Action item:
Retype the records below so that each one matches exactly.

Entries provided:
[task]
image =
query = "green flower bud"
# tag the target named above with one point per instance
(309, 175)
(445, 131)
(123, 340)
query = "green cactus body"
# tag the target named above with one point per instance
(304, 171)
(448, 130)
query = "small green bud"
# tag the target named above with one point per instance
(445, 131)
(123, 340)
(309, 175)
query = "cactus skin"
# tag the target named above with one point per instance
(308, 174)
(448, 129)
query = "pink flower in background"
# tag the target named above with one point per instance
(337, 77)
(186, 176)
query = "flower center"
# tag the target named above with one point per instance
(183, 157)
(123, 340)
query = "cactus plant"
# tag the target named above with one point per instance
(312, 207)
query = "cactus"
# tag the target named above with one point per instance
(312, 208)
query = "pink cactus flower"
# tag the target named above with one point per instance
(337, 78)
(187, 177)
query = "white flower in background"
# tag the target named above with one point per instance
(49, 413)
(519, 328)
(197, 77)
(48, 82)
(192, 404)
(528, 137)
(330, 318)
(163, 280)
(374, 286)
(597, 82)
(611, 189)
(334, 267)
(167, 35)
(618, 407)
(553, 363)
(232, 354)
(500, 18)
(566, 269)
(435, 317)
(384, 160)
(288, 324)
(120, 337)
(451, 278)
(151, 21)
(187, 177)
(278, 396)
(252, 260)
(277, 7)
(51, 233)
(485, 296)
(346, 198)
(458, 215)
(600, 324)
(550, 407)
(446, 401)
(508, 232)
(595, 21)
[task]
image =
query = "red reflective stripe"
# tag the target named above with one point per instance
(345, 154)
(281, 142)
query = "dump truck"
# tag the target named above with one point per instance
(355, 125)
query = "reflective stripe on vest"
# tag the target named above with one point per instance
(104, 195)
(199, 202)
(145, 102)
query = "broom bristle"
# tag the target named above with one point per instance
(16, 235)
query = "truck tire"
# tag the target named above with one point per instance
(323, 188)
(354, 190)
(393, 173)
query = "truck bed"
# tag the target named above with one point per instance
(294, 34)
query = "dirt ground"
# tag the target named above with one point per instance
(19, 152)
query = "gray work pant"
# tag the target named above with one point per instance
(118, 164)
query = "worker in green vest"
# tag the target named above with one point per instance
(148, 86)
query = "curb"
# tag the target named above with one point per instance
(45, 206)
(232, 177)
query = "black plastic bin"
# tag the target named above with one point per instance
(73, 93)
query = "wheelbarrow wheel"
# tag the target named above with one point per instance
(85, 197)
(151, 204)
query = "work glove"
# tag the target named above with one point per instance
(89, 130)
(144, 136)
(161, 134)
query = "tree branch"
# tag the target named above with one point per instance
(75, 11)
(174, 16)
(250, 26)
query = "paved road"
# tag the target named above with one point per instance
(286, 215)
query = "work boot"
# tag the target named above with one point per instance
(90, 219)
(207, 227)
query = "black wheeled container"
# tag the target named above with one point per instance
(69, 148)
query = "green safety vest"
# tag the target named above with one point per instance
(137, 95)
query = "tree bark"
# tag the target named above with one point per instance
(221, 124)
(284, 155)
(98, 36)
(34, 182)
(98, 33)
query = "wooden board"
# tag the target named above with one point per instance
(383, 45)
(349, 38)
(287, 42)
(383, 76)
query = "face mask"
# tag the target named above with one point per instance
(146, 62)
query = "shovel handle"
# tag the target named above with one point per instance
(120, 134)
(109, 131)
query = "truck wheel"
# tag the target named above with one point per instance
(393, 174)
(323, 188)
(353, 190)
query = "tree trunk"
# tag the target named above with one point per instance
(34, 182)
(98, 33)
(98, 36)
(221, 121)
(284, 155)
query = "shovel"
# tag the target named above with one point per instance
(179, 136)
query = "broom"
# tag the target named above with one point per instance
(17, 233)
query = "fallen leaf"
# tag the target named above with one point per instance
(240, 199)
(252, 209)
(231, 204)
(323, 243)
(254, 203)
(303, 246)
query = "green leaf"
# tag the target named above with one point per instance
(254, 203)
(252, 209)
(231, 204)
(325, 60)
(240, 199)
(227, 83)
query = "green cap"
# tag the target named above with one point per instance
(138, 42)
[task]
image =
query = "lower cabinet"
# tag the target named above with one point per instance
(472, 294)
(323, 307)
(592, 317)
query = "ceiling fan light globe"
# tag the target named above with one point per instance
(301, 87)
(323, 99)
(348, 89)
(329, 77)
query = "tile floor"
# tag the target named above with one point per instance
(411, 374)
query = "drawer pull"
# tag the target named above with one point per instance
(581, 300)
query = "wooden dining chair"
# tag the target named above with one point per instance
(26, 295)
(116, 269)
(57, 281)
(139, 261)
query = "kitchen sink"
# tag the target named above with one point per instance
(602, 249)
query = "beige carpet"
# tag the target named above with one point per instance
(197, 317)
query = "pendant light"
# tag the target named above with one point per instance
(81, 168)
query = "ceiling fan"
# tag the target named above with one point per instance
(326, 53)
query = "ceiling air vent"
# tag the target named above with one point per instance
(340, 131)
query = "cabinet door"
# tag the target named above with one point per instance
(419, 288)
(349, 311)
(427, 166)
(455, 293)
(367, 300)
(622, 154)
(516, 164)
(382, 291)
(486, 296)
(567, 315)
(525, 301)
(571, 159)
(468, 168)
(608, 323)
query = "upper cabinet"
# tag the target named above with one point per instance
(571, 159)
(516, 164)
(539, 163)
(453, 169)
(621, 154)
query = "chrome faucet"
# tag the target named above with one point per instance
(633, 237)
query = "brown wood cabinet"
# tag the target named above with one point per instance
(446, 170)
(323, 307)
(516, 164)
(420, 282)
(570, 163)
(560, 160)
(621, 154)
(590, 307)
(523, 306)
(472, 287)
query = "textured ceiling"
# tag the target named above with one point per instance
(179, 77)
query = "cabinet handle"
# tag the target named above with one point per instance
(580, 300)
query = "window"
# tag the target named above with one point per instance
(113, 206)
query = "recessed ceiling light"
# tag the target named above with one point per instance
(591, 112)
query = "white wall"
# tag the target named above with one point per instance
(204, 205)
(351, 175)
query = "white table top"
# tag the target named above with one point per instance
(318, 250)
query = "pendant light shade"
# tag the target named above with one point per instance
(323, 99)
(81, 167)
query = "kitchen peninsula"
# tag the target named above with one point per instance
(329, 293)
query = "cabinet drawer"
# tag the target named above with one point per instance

Reply to the exercise:
[task]
image =
query = "green flower bud"
# tag the target named above with one point per instance
(309, 175)
(445, 131)
(123, 340)
query = "green cactus body"
# tag the target named above with one point per instance
(304, 171)
(448, 130)
query = "small green bud"
# tag the target named above with one point per instance
(445, 131)
(123, 340)
(309, 175)
query = "cactus skin"
# tag the target named above with one point per instance
(308, 174)
(448, 129)
query = "pink flower in background"
# tag the target named above with one point per instance
(337, 77)
(186, 176)
query = "flower center"
# tag the target named above with one point per instance
(183, 157)
(123, 340)
query = "cactus plant"
# tag the target named above with one point per instance
(312, 207)
query = "cactus"
# tag the target named above with one point per instance
(312, 208)
query = "pink cactus flower"
# tag the target named above with one point per instance
(337, 78)
(187, 177)
query = "white flower in background"
# tag the target named above with one point per instance
(49, 413)
(519, 328)
(197, 77)
(48, 82)
(192, 404)
(528, 137)
(330, 318)
(163, 280)
(374, 286)
(597, 82)
(611, 189)
(334, 267)
(167, 35)
(618, 407)
(553, 363)
(232, 354)
(500, 18)
(566, 269)
(435, 317)
(384, 160)
(288, 324)
(120, 337)
(451, 278)
(151, 21)
(187, 177)
(278, 396)
(252, 260)
(277, 7)
(51, 233)
(485, 296)
(346, 198)
(458, 215)
(600, 324)
(550, 407)
(446, 401)
(508, 232)
(595, 21)
[task]
image =
query = "red reflective stripe"
# tag the target named above with one point per instance
(345, 154)
(281, 142)
query = "dump truck"
# tag the target named above with one point per instance
(355, 125)
query = "reflective stripe on vest"
# tag the target named above with one point per instance
(104, 195)
(199, 202)
(145, 102)
query = "broom bristle"
# tag the target named above with one point per instance
(16, 235)
query = "truck tire"
# tag the target named above with one point per instance
(323, 188)
(354, 190)
(393, 173)
query = "truck bed"
# tag the target named above with one point per instance
(294, 34)
query = "dirt ground"
# tag the target named above with one point per instance
(19, 152)
query = "gray work pant"
# tag the target named above with one point per instance
(118, 164)
query = "worker in green vest"
# tag the target named above with one point per instance
(148, 86)
query = "curb"
# tag the target named above with one point per instance
(45, 206)
(232, 177)
query = "black plastic bin"
# tag the target named above with one point per instance
(73, 93)
query = "wheelbarrow wheel"
# tag the target named above with one point per instance
(85, 197)
(151, 204)
query = "work glove"
# tag the target named above with one point per instance
(89, 130)
(144, 136)
(161, 134)
query = "tree branch"
# tag the target named above with one point per instance
(75, 11)
(174, 16)
(250, 26)
query = "paved road"
# tag the target named above with one point per instance
(286, 215)
query = "work boot"
# tag the target named above with one point per instance
(90, 219)
(207, 227)
query = "black wheeled container"
# tag the target named above with one point per instance
(69, 148)
query = "green safety vest"
# tag the target named above with one point per instance
(137, 95)
query = "tree bark"
# tag the target named above with one point per instance
(221, 124)
(284, 155)
(98, 36)
(34, 182)
(98, 33)
query = "wooden board"
# tag the target named above with one point per instance
(383, 45)
(349, 38)
(287, 42)
(383, 76)
query = "face mask"
# tag the target named above with one point per instance
(146, 62)
query = "shovel handle"
# tag the target named above with one point per instance
(120, 134)
(109, 131)
query = "truck wheel"
# tag the target named above with one point per instance
(393, 174)
(323, 188)
(353, 190)
query = "tree trunk"
# tag the target named above with one point per instance
(34, 182)
(98, 33)
(98, 36)
(221, 121)
(284, 155)
query = "shovel"
# tag the target named above with one point per instance
(179, 136)
query = "broom"
# tag the target named above with one point per instance
(17, 233)
query = "fallen leaf"
# tag the target named above with one point per instance
(240, 199)
(252, 209)
(231, 204)
(323, 243)
(254, 203)
(303, 246)
query = "green leaf"
# tag the target named above with one point per instance
(254, 203)
(252, 209)
(231, 204)
(325, 60)
(240, 199)
(227, 83)
query = "green cap"
# tag the target named above with one point per instance
(138, 42)
[task]
image =
query = "lower cabinet"
# tag the target named above with one point per instance
(472, 294)
(323, 307)
(592, 317)
query = "ceiling fan light globe"
# tag the target named above with one point per instance
(301, 87)
(323, 99)
(348, 89)
(329, 77)
query = "tile floor"
# tag the target named above with one point per instance
(411, 374)
query = "drawer pull"
# tag the target named above with one point per instance
(581, 300)
query = "wooden dining chair"
# tag the target named above with one point per instance
(26, 295)
(116, 269)
(57, 281)
(139, 261)
query = "kitchen sink"
# tag the target named above with one point per instance
(602, 249)
query = "beige carpet"
# tag the target named above with one point per instance
(197, 317)
query = "pendant light"
# tag the target named above with one point per instance
(81, 168)
query = "ceiling fan"
# tag the target named above with one point per instance
(326, 53)
query = "ceiling air vent"
# tag the target named above with one point per instance
(340, 131)
query = "cabinet door"
# tag the target named above with one point per instance
(419, 288)
(349, 311)
(427, 166)
(455, 293)
(367, 300)
(622, 154)
(516, 164)
(382, 291)
(486, 296)
(567, 315)
(525, 301)
(571, 159)
(468, 168)
(608, 323)
query = "upper cabinet"
# tag the target named above with one point per instance
(571, 159)
(516, 164)
(539, 163)
(453, 169)
(621, 154)
query = "chrome faucet"
# tag the target named above with one point per instance
(633, 237)
query = "brown wood cabinet"
# tag the target named above with one point per instance
(446, 170)
(323, 307)
(516, 164)
(420, 282)
(570, 163)
(560, 160)
(621, 154)
(590, 307)
(523, 306)
(472, 287)
query = "textured ceiling"
# tag the target named above with one point per instance
(179, 77)
query = "cabinet handle"
# tag the target named above with one point per instance
(580, 300)
query = "window"
# tag the target named above with one point per instance
(113, 206)
query = "recessed ceiling light"
# tag the target named above with one point per instance
(591, 112)
query = "white wall"
# tag the target named above with one point per instance
(204, 205)
(351, 175)
query = "white table top"
# tag the target named above with one point per instance
(318, 250)
query = "pendant light shade"
# tag the target named above with one point per instance
(323, 99)
(81, 167)
query = "kitchen peninsula"
# tag the target named above with one point per instance
(329, 293)
query = "cabinet drawer"
# tag the target named above with one point per instance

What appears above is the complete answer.